Start of Listed records
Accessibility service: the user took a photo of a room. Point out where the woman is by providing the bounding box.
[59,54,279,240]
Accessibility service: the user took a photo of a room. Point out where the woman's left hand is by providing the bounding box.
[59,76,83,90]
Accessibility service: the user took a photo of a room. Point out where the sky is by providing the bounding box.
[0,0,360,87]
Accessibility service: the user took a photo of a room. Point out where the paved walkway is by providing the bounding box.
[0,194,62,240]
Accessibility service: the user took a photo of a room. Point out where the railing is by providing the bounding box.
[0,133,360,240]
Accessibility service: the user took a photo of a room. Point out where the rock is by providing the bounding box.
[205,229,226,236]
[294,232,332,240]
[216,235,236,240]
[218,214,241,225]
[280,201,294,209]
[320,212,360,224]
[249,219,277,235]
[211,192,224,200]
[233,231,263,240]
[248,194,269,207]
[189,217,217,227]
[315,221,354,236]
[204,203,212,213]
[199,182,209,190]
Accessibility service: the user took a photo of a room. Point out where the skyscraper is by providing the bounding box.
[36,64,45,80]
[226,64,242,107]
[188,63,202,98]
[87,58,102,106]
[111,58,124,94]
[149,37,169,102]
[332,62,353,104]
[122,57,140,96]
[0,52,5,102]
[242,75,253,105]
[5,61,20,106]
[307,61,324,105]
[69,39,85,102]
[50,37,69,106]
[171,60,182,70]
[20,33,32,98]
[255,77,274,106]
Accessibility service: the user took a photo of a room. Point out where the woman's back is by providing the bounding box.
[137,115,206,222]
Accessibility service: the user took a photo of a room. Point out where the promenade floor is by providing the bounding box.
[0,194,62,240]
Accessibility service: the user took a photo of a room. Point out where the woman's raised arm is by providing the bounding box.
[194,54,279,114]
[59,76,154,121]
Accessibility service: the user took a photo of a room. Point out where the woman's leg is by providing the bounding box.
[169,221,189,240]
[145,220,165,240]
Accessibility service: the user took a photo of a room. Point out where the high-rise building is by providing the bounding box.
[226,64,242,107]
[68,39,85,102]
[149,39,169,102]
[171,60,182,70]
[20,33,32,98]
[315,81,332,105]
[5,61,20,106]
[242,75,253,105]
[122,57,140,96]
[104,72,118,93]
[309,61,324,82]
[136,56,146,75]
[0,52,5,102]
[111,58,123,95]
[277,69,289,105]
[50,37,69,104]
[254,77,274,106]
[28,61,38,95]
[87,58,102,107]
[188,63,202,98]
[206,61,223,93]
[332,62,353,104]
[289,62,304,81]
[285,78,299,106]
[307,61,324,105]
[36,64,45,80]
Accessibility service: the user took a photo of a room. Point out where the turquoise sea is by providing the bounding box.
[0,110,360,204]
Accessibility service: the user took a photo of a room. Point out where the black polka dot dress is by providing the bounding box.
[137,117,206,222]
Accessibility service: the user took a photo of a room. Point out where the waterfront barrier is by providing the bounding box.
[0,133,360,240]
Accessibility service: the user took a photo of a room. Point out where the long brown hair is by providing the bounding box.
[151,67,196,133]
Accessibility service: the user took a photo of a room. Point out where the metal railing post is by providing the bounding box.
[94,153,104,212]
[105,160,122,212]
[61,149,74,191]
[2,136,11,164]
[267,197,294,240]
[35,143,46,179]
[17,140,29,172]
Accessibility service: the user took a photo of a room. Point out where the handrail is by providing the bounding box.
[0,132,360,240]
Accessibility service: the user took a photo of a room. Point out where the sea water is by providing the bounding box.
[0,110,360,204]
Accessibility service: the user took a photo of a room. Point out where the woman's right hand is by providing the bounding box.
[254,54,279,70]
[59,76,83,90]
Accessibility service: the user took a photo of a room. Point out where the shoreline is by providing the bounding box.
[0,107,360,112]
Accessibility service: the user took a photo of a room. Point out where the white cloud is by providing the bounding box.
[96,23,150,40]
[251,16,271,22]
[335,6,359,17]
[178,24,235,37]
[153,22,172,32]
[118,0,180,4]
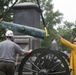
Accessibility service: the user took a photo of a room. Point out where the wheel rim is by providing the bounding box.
[18,48,70,75]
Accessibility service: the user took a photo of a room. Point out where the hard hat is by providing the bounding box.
[73,38,76,42]
[5,30,13,36]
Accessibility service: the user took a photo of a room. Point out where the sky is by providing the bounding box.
[52,0,76,23]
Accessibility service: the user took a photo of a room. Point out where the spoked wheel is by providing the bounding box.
[18,48,70,75]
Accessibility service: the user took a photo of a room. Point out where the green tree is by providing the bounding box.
[57,21,74,52]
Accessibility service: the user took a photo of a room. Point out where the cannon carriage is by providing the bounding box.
[0,1,70,75]
[0,21,70,75]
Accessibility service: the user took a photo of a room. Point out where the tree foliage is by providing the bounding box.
[0,26,6,42]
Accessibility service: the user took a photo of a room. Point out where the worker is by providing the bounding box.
[58,35,76,75]
[0,30,32,75]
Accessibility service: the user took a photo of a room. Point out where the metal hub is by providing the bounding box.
[38,69,47,75]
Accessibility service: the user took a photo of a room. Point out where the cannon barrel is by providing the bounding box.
[0,21,46,39]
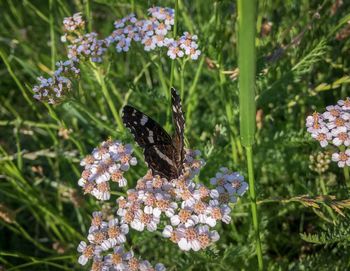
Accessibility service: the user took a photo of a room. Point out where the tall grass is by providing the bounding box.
[0,0,350,271]
[238,0,263,270]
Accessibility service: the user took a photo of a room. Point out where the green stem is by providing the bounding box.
[246,147,264,270]
[180,59,187,102]
[49,0,56,71]
[170,0,179,88]
[238,0,264,270]
[84,0,92,32]
[343,166,350,187]
[94,68,124,131]
[318,174,328,195]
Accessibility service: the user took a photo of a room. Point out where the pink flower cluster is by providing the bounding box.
[33,7,201,104]
[78,140,248,271]
[117,151,248,251]
[106,7,201,60]
[306,98,350,167]
[78,140,137,200]
[33,60,80,104]
[77,212,165,271]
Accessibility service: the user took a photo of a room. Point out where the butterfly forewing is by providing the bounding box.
[122,89,185,180]
[122,105,172,148]
[171,88,185,174]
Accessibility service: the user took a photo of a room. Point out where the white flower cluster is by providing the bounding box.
[306,98,350,167]
[77,212,165,271]
[78,140,137,200]
[117,151,248,251]
[33,60,80,104]
[63,12,85,33]
[68,32,107,63]
[78,140,248,271]
[33,7,201,104]
[61,12,107,63]
[106,7,201,60]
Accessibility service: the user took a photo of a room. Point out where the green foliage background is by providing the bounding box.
[0,0,350,270]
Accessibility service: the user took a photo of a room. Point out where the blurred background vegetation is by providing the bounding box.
[0,0,350,270]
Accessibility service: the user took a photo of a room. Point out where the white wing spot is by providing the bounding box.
[154,147,175,167]
[147,129,154,143]
[141,115,148,126]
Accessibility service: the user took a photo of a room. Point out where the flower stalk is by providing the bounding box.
[238,0,263,270]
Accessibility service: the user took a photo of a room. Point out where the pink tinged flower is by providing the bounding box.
[155,23,168,36]
[178,227,201,251]
[338,97,350,110]
[167,42,184,59]
[322,105,341,121]
[311,127,332,148]
[331,126,350,146]
[77,241,98,265]
[332,149,350,167]
[141,36,156,52]
[306,112,325,133]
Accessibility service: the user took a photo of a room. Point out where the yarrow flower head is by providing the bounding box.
[306,98,350,167]
[33,7,201,104]
[77,212,165,271]
[78,140,248,271]
[33,60,80,104]
[117,150,248,251]
[68,32,107,62]
[106,7,201,60]
[78,140,137,200]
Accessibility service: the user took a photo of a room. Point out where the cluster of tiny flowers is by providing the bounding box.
[33,60,80,104]
[78,140,137,200]
[309,152,331,174]
[306,98,350,167]
[77,212,165,271]
[106,7,201,60]
[117,151,248,251]
[61,13,107,62]
[33,7,201,104]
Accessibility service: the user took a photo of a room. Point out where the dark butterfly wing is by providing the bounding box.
[122,105,172,148]
[171,88,185,175]
[122,105,178,180]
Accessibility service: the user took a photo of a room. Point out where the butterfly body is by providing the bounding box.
[122,88,185,180]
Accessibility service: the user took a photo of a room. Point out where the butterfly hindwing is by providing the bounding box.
[144,145,178,180]
[171,88,185,174]
[122,89,185,180]
[122,105,171,148]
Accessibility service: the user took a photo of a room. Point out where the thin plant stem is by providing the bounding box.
[343,166,350,187]
[238,0,264,270]
[245,147,264,270]
[84,0,92,32]
[49,0,56,71]
[180,59,187,101]
[94,68,124,131]
[170,0,179,88]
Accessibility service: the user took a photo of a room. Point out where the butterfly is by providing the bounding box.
[122,88,185,181]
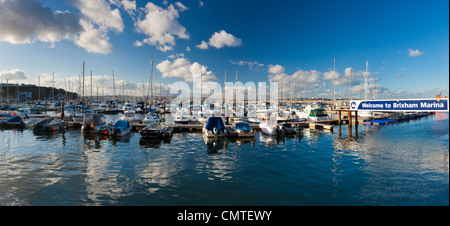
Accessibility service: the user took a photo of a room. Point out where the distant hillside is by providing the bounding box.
[0,83,78,101]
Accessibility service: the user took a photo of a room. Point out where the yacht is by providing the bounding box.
[120,110,141,123]
[259,117,278,135]
[173,108,191,124]
[139,123,166,139]
[203,117,226,138]
[232,122,255,138]
[299,105,330,121]
[108,120,131,137]
[143,111,166,125]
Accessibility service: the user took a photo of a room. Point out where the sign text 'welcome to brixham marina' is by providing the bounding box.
[350,98,449,111]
End of Listed records
Exercise goal
Can you turn the entries above into a numbered list, starting at the very first line and ending at the line that contains "[199,182,209,190]", with both ends included and any blank lines left out?

Reply to the task
1. Accessibility service: the user took a photo of a room. Point out where the woman is by providing the bounding box.
2. [59,54,279,240]
3. Accessibility service: the user took a photo of a room. Point out where the woman's left hand is by providing the bounding box.
4. [59,76,83,90]
5. Accessibility service: the user took a photo of a room. Point out where the sky is by providing the bounding box.
6. [0,0,360,87]
7. Accessibility service: the user took a photo of a room. Point out where the paved walkway is by providing the bounding box.
8. [0,194,62,240]
9. Accessibility service: the user took a photo of a room. Point out where the railing is by providing the bounding box.
10. [0,133,360,240]
11. Accessibility service: the user took a photo of a room. Point out where the rock is by providing the bounding box.
12. [205,229,226,236]
13. [294,232,332,240]
14. [216,235,236,240]
15. [218,214,241,225]
16. [280,201,294,209]
17. [320,212,360,224]
18. [249,219,277,235]
19. [211,192,224,200]
20. [233,231,263,240]
21. [248,194,269,207]
22. [189,217,217,227]
23. [315,221,354,236]
24. [204,203,212,213]
25. [199,182,209,190]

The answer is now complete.